PAGE EXCERPT -
------------------------------------------------------------------------

Design Field Trip
Architect Kevin Moquin on the influence of Louis Kahn's Library
Q: What did you find surprising or interesting when you first approached the library?
A: Approached from across the quad, the brick cube first appears abstract and scaleless. It looks to have more in common with a New England textile mill than a Georgian academic hall. That humble affect was intentional and the beginning of a layered impression of the Class of 1945 Library by architect Louis Kahn. The building is at once archaic and modern. It is timeless. This cube whose scale is unclear at first shares its articulation with visitors as they approach. Openings that are glazed or filled with teak panels begin to hint at the life within. The piers between the openings taper slightly as they rise. This visually portrays how the weight of the building is carried to the ground by the masonry. A recessed colonnade around the base gives rise to shadows, while corresponding openings capture sky at the top of the walls.
Q: What role did the material selection for the structure play?
A: Only by exploring the colonnade around the base of the building is the entrance discovered. The entry presents you with a curved marble stair—its curved path contrasts with the otherwise linear geometry of the space. Its marble contrasts with the concrete and brick. These contrasts celebrate the importance of the stairway’s role in introducing you to the interior world of the library. When the visitor climbs to the top of the stairs, they arrive in the core of the library. Here again is another cube, but this time it is a void instead of a brick mass.

------------------------------------------------------------------------

Entries drawn from a collection -
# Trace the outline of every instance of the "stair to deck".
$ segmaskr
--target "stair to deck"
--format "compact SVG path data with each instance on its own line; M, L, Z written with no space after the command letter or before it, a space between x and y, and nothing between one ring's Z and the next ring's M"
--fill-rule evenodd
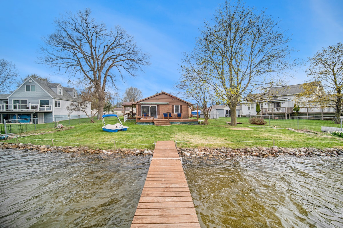
M170 122L168 120L159 120L155 121L155 125L156 126L169 126L170 125Z

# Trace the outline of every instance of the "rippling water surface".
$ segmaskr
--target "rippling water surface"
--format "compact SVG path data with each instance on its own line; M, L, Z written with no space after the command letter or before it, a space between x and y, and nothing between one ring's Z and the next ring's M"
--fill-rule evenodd
M184 162L202 227L343 227L343 159Z
M129 227L149 157L0 150L0 227ZM184 159L202 227L343 227L343 159Z
M130 227L148 157L0 150L0 227Z

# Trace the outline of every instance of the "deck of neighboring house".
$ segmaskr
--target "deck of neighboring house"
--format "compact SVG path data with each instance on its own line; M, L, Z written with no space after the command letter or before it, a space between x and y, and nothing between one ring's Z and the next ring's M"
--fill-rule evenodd
M157 141L131 228L200 228L173 141Z
M261 109L261 114L268 114L272 116L284 115L287 117L287 115L294 113L293 108L262 108ZM335 109L333 108L323 108L321 107L309 107L300 108L298 114L300 115L306 115L308 116L311 115L320 115L322 117L325 114L333 114L334 115Z
M154 125L170 125L173 124L198 124L198 120L197 119L176 119L166 118L156 119L154 117L136 117L136 122L138 124Z

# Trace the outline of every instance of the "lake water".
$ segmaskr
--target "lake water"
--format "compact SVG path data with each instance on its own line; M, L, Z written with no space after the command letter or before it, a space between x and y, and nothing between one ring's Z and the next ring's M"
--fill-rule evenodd
M129 227L151 157L0 150L0 227ZM182 160L202 227L343 227L343 158Z

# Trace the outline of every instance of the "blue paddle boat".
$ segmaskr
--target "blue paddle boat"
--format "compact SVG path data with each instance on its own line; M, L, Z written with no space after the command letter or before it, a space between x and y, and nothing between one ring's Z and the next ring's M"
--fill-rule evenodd
M105 124L105 119L104 117L117 117L117 123L115 124ZM120 123L118 123L118 121ZM126 131L129 127L126 126L123 126L123 124L121 123L121 121L119 119L119 117L115 114L107 114L103 115L103 126L102 126L103 131L108 132L116 132L118 131Z

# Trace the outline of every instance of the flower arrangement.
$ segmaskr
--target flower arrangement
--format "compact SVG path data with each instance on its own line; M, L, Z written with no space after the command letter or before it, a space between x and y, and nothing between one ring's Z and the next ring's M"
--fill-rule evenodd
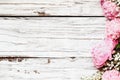
M82 80L120 80L120 0L101 0L107 18L105 39L92 49L92 59L99 70Z

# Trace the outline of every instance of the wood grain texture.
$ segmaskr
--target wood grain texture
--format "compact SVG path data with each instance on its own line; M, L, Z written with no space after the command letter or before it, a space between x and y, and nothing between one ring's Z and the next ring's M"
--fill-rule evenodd
M81 80L96 72L90 58L25 59L0 62L0 80Z
M0 0L0 16L102 15L99 0Z
M0 56L90 57L104 18L0 18Z

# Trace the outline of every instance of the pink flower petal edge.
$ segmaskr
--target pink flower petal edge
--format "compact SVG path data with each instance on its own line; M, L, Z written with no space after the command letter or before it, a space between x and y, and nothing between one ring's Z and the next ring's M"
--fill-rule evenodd
M107 21L106 36L113 40L116 40L120 37L120 19Z
M108 59L111 59L113 49L117 43L117 41L105 39L92 49L93 63L96 68L102 67Z
M102 75L102 80L120 80L120 72L116 70L106 71Z
M104 15L108 19L114 19L120 14L120 10L118 9L117 5L111 1L101 0L101 7Z

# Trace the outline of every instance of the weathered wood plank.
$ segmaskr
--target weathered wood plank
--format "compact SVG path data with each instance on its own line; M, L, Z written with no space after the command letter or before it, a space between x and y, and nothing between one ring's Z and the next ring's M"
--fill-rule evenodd
M1 80L80 80L95 72L91 58L36 58L22 62L0 62Z
M102 15L99 0L0 0L0 16Z
M104 18L0 18L0 56L90 57Z

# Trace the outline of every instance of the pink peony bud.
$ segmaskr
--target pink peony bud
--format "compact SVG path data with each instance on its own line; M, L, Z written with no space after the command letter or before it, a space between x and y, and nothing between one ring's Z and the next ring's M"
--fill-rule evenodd
M116 70L106 71L102 76L102 80L120 80L120 72Z
M117 44L117 41L105 39L92 49L92 58L96 68L102 67L108 59L111 59L113 49Z

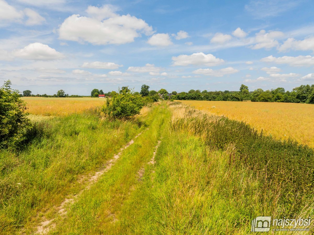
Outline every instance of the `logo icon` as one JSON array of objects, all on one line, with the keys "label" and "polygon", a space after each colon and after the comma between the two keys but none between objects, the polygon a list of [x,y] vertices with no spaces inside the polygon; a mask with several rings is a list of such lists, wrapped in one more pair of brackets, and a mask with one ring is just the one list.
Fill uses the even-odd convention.
[{"label": "logo icon", "polygon": [[252,221],[251,232],[268,232],[270,229],[270,216],[258,216]]}]

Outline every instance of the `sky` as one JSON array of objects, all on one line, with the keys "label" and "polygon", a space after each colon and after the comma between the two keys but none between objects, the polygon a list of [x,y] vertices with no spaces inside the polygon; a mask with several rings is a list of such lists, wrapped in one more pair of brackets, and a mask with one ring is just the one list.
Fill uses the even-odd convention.
[{"label": "sky", "polygon": [[48,95],[291,90],[314,84],[313,12],[312,0],[0,0],[0,79]]}]

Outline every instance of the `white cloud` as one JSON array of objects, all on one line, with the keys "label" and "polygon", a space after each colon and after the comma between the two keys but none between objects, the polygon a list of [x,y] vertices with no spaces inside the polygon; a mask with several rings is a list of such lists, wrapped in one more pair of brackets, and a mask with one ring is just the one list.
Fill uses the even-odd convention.
[{"label": "white cloud", "polygon": [[24,12],[28,17],[28,19],[25,22],[25,24],[28,25],[41,25],[46,21],[46,19],[41,16],[31,9],[25,8]]},{"label": "white cloud", "polygon": [[52,60],[64,57],[64,56],[54,49],[39,42],[31,43],[23,49],[13,52],[17,57],[35,60]]},{"label": "white cloud", "polygon": [[232,35],[237,37],[244,38],[246,36],[247,34],[239,27],[232,32]]},{"label": "white cloud", "polygon": [[268,68],[267,67],[263,67],[261,69],[261,70],[262,71],[265,71],[268,74],[275,74],[278,72],[280,72],[281,71],[281,70],[279,68],[277,68],[277,67],[274,66],[271,67],[270,68]]},{"label": "white cloud", "polygon": [[155,67],[154,64],[146,64],[145,66],[143,67],[129,67],[127,71],[138,73],[149,73],[149,72],[158,73],[159,72],[161,69],[161,68],[159,67]]},{"label": "white cloud", "polygon": [[294,38],[288,38],[278,48],[279,52],[294,51],[313,51],[314,52],[314,37],[304,40],[298,40]]},{"label": "white cloud", "polygon": [[275,57],[269,56],[261,60],[262,62],[275,63],[277,64],[287,64],[291,66],[301,66],[314,65],[314,57],[299,56],[296,57],[285,56]]},{"label": "white cloud", "polygon": [[290,73],[290,74],[271,74],[269,76],[273,78],[292,78],[295,77],[300,77],[300,74]]},{"label": "white cloud", "polygon": [[72,73],[73,74],[80,74],[81,75],[87,75],[92,74],[91,73],[89,72],[88,71],[86,71],[85,70],[82,70],[81,69],[74,69],[72,70]]},{"label": "white cloud", "polygon": [[47,73],[53,74],[64,74],[66,72],[58,68],[46,68],[43,67],[37,68],[35,69],[36,71],[41,73]]},{"label": "white cloud", "polygon": [[127,73],[122,73],[121,71],[110,71],[108,73],[108,74],[113,76],[129,76],[130,74]]},{"label": "white cloud", "polygon": [[185,31],[184,31],[183,30],[180,30],[177,33],[176,35],[173,34],[172,35],[172,36],[175,37],[175,38],[177,40],[187,38],[189,36],[189,34]]},{"label": "white cloud", "polygon": [[192,72],[195,74],[203,74],[214,77],[222,77],[224,75],[235,74],[239,71],[237,69],[232,67],[228,67],[217,70],[213,70],[211,68],[199,68]]},{"label": "white cloud", "polygon": [[221,33],[217,33],[210,40],[213,43],[223,44],[231,40],[232,37],[229,34],[224,34]]},{"label": "white cloud", "polygon": [[154,34],[148,39],[147,43],[152,46],[166,46],[173,44],[168,34],[165,33]]},{"label": "white cloud", "polygon": [[154,76],[157,76],[159,75],[159,73],[156,72],[149,72],[149,75]]},{"label": "white cloud", "polygon": [[203,52],[193,53],[192,55],[181,55],[179,56],[172,57],[174,66],[186,66],[189,64],[202,65],[207,66],[215,66],[225,62],[223,59],[216,58],[211,54],[206,55]]},{"label": "white cloud", "polygon": [[111,62],[100,62],[95,61],[90,63],[84,62],[81,67],[82,68],[100,68],[105,69],[114,69],[119,67],[122,67],[122,65],[117,64]]},{"label": "white cloud", "polygon": [[309,74],[302,77],[300,80],[303,81],[314,81],[314,74]]},{"label": "white cloud", "polygon": [[23,12],[18,11],[4,0],[0,0],[0,20],[18,20],[24,16]]},{"label": "white cloud", "polygon": [[[129,14],[120,15],[107,6],[90,6],[86,10],[93,16],[73,14],[66,19],[59,29],[59,38],[95,45],[124,44],[134,41],[142,34],[149,35],[152,28],[145,21]],[[101,18],[108,18],[100,20]]]},{"label": "white cloud", "polygon": [[279,43],[276,39],[283,37],[284,35],[280,31],[271,31],[268,33],[263,30],[256,34],[255,42],[256,43],[251,48],[252,49],[260,49],[265,48],[269,49],[278,46]]}]

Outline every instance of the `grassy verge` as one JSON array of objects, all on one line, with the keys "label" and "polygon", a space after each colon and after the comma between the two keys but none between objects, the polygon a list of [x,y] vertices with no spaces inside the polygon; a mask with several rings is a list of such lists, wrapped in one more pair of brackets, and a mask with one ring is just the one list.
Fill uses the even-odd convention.
[{"label": "grassy verge", "polygon": [[65,117],[33,116],[38,137],[19,152],[0,152],[0,233],[33,227],[39,211],[78,192],[79,176],[112,157],[145,128],[149,116],[109,121],[90,110]]},{"label": "grassy verge", "polygon": [[170,112],[164,103],[156,106],[151,115],[154,118],[149,129],[143,131],[134,143],[123,151],[110,170],[83,193],[71,207],[65,220],[59,218],[56,229],[50,234],[124,232],[119,227],[112,226],[124,222],[119,217],[124,202],[134,195],[140,185],[142,168],[152,157],[165,123],[169,123],[170,120]]}]

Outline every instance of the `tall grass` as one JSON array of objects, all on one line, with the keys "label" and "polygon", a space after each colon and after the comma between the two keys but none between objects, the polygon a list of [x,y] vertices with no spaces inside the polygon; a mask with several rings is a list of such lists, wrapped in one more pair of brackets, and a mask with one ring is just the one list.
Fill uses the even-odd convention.
[{"label": "tall grass", "polygon": [[101,166],[146,125],[140,117],[109,121],[97,113],[32,116],[31,142],[0,151],[0,233],[33,226],[39,211],[77,192],[80,175]]}]

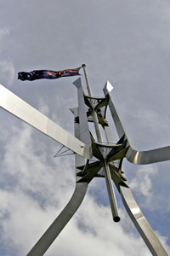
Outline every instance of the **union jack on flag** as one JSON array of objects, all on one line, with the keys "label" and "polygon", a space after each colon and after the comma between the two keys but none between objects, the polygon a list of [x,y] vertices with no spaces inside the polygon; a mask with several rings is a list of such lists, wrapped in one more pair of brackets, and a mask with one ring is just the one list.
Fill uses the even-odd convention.
[{"label": "union jack on flag", "polygon": [[29,80],[33,81],[37,79],[56,79],[63,77],[71,77],[80,75],[79,70],[82,67],[75,69],[65,69],[62,71],[53,70],[33,70],[31,72],[20,72],[18,73],[18,79],[22,81]]}]

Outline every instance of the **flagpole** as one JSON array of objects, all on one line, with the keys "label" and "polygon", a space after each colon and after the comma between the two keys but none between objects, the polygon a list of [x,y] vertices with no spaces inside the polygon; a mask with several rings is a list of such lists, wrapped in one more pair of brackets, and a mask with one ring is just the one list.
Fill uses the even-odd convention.
[{"label": "flagpole", "polygon": [[[85,79],[86,79],[86,84],[87,84],[88,96],[90,97],[93,97],[92,90],[91,90],[90,84],[89,84],[88,79],[88,75],[86,73],[86,65],[82,64],[82,67],[84,71],[84,76],[85,76]],[[98,116],[97,116],[97,113],[94,109],[95,106],[94,106],[94,103],[92,101],[90,101],[90,102],[92,105],[92,115],[94,117],[94,127],[95,127],[95,131],[96,131],[96,136],[98,138],[98,142],[100,143],[103,143],[103,139],[101,137],[101,132],[100,132],[99,125]],[[102,154],[105,157],[105,152],[103,152]],[[113,216],[113,220],[115,222],[118,222],[121,218],[118,215],[117,204],[116,204],[114,189],[112,186],[112,180],[111,180],[110,172],[110,168],[109,168],[109,164],[105,160],[105,166],[104,166],[104,172],[105,172],[105,183],[106,183],[106,187],[107,187],[107,191],[108,191],[111,212],[112,212],[112,216]]]},{"label": "flagpole", "polygon": [[[86,73],[86,65],[82,64],[82,67],[83,71],[84,71],[84,77],[85,77],[85,79],[86,79],[86,84],[87,84],[87,89],[88,89],[88,96],[90,97],[93,97],[92,90],[91,90],[90,84],[89,84],[88,79],[88,75],[87,75],[87,73]],[[99,121],[98,121],[98,116],[97,116],[97,113],[96,113],[96,112],[94,110],[94,106],[93,102],[90,101],[90,102],[91,102],[91,105],[92,105],[92,115],[94,117],[94,127],[95,127],[95,131],[96,131],[96,136],[97,136],[97,138],[98,138],[98,142],[100,143],[102,143],[103,140],[102,140],[101,132],[100,132],[100,130],[99,130]]]}]

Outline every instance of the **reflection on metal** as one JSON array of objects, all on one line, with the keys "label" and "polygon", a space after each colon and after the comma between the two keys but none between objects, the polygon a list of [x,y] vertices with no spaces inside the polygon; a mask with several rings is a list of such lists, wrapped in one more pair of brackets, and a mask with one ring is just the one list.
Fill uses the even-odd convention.
[{"label": "reflection on metal", "polygon": [[[0,106],[2,108],[61,143],[63,148],[66,147],[75,153],[76,188],[73,195],[27,256],[40,256],[45,253],[74,215],[85,196],[88,183],[96,177],[105,179],[114,221],[118,222],[120,217],[113,183],[121,195],[129,217],[151,253],[167,256],[136,203],[122,166],[124,158],[132,163],[142,165],[170,160],[170,147],[144,152],[133,149],[113,104],[110,94],[112,85],[109,82],[106,83],[104,88],[105,97],[94,97],[85,65],[82,65],[82,67],[88,96],[83,92],[81,79],[76,80],[74,85],[77,89],[78,108],[71,109],[75,119],[75,137],[0,85]],[[105,118],[108,106],[119,136],[119,141],[116,143],[114,142]],[[94,122],[97,140],[89,131],[88,122]],[[100,127],[105,133],[107,143],[103,142]],[[63,148],[59,150],[57,156],[63,155]],[[65,154],[67,154],[67,151],[64,150]]]},{"label": "reflection on metal", "polygon": [[[73,110],[75,117],[77,116],[77,108]],[[79,124],[75,124],[75,136],[80,137]],[[75,154],[76,160],[76,173],[77,172],[76,166],[84,164],[84,158]],[[79,172],[79,171],[78,171]],[[78,178],[76,177],[76,181]],[[70,201],[60,212],[60,214],[55,218],[46,232],[42,236],[38,241],[35,244],[32,249],[28,253],[27,256],[41,256],[45,253],[53,241],[56,239],[59,234],[62,231],[66,224],[70,221],[72,216],[75,214],[82,201],[84,199],[88,189],[88,183],[76,183],[75,191],[71,198]]]},{"label": "reflection on metal", "polygon": [[0,84],[0,107],[85,158],[91,158],[88,145],[50,120],[44,114]]},{"label": "reflection on metal", "polygon": [[[107,127],[105,133],[108,141],[112,141],[110,131],[109,130],[110,127]],[[126,178],[125,176],[124,177]],[[128,185],[128,183],[126,183]],[[160,241],[157,239],[153,230],[151,229],[149,223],[145,219],[142,212],[140,211],[140,208],[139,207],[137,202],[135,201],[133,196],[130,188],[128,186],[126,187],[124,185],[122,186],[122,184],[120,184],[119,192],[121,194],[123,205],[130,218],[132,219],[133,224],[135,225],[139,233],[144,239],[145,244],[147,245],[151,253],[153,255],[167,256],[167,253],[165,251],[164,247],[161,244]]]}]

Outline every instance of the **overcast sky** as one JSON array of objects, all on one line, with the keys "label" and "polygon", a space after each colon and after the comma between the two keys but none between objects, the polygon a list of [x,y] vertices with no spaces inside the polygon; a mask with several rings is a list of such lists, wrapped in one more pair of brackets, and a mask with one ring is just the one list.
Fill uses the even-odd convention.
[{"label": "overcast sky", "polygon": [[[170,145],[169,45],[167,0],[0,0],[0,84],[71,133],[76,78],[22,82],[18,72],[86,63],[94,96],[103,96],[106,80],[114,85],[133,146],[152,149]],[[85,88],[83,74],[82,81]],[[73,193],[74,157],[54,158],[60,144],[3,109],[0,118],[0,255],[26,255]],[[142,166],[124,160],[123,168],[170,253],[170,161]],[[45,255],[150,255],[116,197],[118,224],[105,181],[94,179]]]}]

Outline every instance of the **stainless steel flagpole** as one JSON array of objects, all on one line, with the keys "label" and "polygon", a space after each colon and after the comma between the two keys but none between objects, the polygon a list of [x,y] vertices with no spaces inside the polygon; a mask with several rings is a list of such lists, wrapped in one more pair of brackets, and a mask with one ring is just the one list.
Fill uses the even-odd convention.
[{"label": "stainless steel flagpole", "polygon": [[[84,71],[84,77],[85,77],[85,79],[86,79],[86,84],[87,84],[88,96],[93,98],[92,90],[91,90],[91,88],[90,88],[90,84],[89,84],[87,72],[86,72],[86,65],[82,64],[82,67],[83,71]],[[96,113],[95,108],[94,108],[95,106],[94,105],[94,102],[93,102],[92,100],[90,102],[91,102],[91,105],[92,105],[92,115],[94,117],[94,127],[95,127],[97,139],[98,139],[99,143],[103,143],[103,139],[102,139],[102,136],[101,136],[101,132],[100,132],[99,125],[98,116],[97,116],[97,113]],[[103,152],[102,154],[105,158],[105,153],[104,152]],[[107,191],[108,191],[111,212],[112,212],[112,216],[113,216],[113,220],[115,222],[118,222],[120,220],[120,217],[118,215],[116,200],[116,196],[115,196],[114,189],[113,189],[113,186],[112,186],[112,181],[111,181],[111,176],[110,176],[109,166],[108,166],[108,163],[105,160],[105,165],[104,165],[104,172],[105,172],[105,183],[106,183],[106,187],[107,187]]]}]

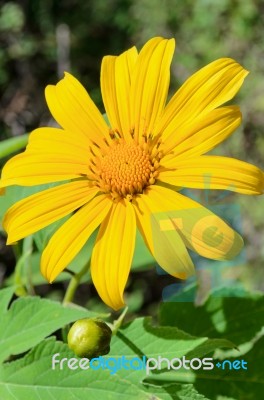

------------------------------------------------------------------------

PROBLEM 1 -
Repeat the library interview word for word, beginning at the words "A: Approached from" and stopping after "of the walls.".
PROBLEM 2 -
According to the library interview, what material is the curved stair at the entry made of?
None of the rows are needed here.

FINAL ANSWER 1 -
A: Approached from across the quad, the brick cube first appears abstract and scaleless. It looks to have more in common with a New England textile mill than a Georgian academic hall. That humble affect was intentional and the beginning of a layered impression of the Class of 1945 Library by architect Louis Kahn. The building is at once archaic and modern. It is timeless. This cube whose scale is unclear at first shares its articulation with visitors as they approach. Openings that are glazed or filled with teak panels begin to hint at the life within. The piers between the openings taper slightly as they rise. This visually portrays how the weight of the building is carried to the ground by the masonry. A recessed colonnade around the base gives rise to shadows, while corresponding openings capture sky at the top of the walls.

FINAL ANSWER 2 -
Marble.